After all, once fear sets in, notes Caballero, its effects multiply: "One of the most destructive things in a crisis is that panic in the financial system creates problems in the rest of the economy, which affects consumer confidence, which worsens the balance sheets of banks. This is a mechanism to sever that feedback loop."
The idea relies in part on Caballero's own research about the way complicated financial networks stymie the flow of information, leaving people facing conditions of "Knightian uncertainty" — where they know they cannot obtain all the data they need to make rational decisions. The concept is named after American economist Frank Knight, who distinguished between situations of measurable risk, on the one hand, and fundamental uncertainty, on the other. In the latter case, economic actors recognize they cannot even calculate whether a transaction will be worthwhile. As Caballero sees it, financial institutions and investors alike found themselves in this position after Lehman Brothers collapsed, and simply stopped moving capital through the financial system.

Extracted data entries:
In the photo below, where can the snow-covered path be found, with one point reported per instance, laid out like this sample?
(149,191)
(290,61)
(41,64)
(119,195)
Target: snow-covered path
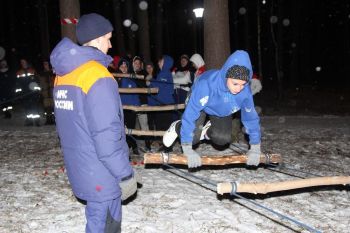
(36,197)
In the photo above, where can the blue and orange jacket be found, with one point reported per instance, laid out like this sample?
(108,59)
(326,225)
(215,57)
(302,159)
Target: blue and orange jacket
(211,95)
(89,121)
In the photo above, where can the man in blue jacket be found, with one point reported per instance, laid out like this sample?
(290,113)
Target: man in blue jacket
(90,124)
(219,94)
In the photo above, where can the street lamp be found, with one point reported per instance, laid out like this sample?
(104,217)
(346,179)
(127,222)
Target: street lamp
(198,12)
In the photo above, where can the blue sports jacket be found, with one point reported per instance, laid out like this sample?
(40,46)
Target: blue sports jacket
(89,121)
(211,95)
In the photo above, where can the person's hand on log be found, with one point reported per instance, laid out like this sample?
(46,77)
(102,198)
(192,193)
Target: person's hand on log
(128,185)
(253,155)
(193,158)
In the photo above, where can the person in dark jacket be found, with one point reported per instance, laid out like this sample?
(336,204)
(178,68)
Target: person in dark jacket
(219,94)
(90,124)
(165,96)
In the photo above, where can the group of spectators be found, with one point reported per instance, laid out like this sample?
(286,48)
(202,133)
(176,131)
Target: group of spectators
(172,80)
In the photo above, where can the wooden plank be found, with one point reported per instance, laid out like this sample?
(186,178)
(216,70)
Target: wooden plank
(263,188)
(154,108)
(159,158)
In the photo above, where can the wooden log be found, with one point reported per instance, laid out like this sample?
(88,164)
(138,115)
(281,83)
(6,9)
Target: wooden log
(159,158)
(144,132)
(136,90)
(263,188)
(153,108)
(134,76)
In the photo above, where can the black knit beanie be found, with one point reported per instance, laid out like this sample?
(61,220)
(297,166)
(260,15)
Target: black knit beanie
(92,26)
(238,72)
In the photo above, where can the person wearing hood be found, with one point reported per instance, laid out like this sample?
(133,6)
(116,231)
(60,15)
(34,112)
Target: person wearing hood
(90,124)
(165,96)
(183,76)
(218,94)
(198,64)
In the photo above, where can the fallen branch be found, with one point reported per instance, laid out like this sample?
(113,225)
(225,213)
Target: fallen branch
(136,90)
(263,188)
(143,132)
(159,158)
(153,108)
(133,76)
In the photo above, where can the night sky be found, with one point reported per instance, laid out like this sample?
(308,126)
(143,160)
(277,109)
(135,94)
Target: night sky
(314,35)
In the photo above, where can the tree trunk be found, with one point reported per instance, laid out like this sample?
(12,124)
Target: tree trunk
(130,35)
(143,34)
(246,28)
(118,28)
(44,29)
(258,23)
(159,29)
(69,9)
(216,33)
(294,27)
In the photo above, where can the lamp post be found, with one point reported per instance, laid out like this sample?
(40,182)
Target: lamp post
(198,12)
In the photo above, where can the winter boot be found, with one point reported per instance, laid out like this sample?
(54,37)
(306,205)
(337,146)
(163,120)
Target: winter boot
(171,134)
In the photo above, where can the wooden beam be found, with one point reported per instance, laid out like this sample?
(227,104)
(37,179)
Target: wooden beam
(159,158)
(134,76)
(144,132)
(153,108)
(136,90)
(263,188)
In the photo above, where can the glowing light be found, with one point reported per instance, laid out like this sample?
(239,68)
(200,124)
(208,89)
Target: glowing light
(198,12)
(286,22)
(273,19)
(242,10)
(134,27)
(127,23)
(143,5)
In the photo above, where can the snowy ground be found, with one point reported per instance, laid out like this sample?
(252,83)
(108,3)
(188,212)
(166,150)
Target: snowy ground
(36,197)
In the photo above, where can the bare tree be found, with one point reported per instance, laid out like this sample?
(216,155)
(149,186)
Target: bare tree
(69,9)
(44,29)
(216,33)
(118,29)
(143,34)
(130,35)
(159,29)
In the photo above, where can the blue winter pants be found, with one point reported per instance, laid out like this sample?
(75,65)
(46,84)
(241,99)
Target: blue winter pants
(103,217)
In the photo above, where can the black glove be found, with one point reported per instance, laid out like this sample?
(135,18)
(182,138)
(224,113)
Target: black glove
(128,185)
(193,158)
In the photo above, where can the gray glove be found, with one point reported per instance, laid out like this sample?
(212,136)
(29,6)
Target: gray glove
(193,158)
(128,185)
(254,155)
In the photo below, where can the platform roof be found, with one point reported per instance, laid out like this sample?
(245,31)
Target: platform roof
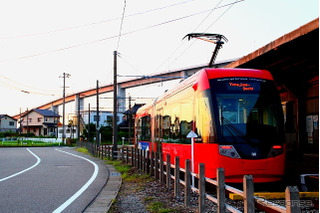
(292,59)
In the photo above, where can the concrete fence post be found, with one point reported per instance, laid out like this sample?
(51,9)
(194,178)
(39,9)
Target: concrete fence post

DIRECTIONS
Could you carry the passage on Caballero's view of financial panic forward past its last sentence? The extracted data has no role here.

EXERCISE OUTPUT
The TICs that Caballero and Kurlat describe would function much like the credit-default swaps issued by financial-services firm AIG, which banks used as investment insurance, too. When many of those investments failed at the same time, AIG effectively owed more in insurance payouts than it could afford, leading to a government bailout of the firm. But this plan aims to avoid those problems by creating a far more transparent and structured system than AIG's holdings, in which TICs would be a routine financial instrument.
Granted, the plan would have to be cost-effective. In a working paper released in March, Caballero and Kurlat calculate that in some circumstances a variety of insurance plans could stabilize the value of a bank's assets and shares, and thus save taxpayers money, essentially by lowering the government's payout compared to a financial-sector bailout.
What about the contention that such a plan creates moral hazard, that is, offers a financial safety net that in this case could give banks incentives to take undue risks?
"I think the moral hazard perspective exaggerates how much people react during booms to the presence of insurance against something bad happening," responds Caballero. "People are not even thinking about what happens if they go bankrupt. And even if you get bailed out, you might lose 90 percent."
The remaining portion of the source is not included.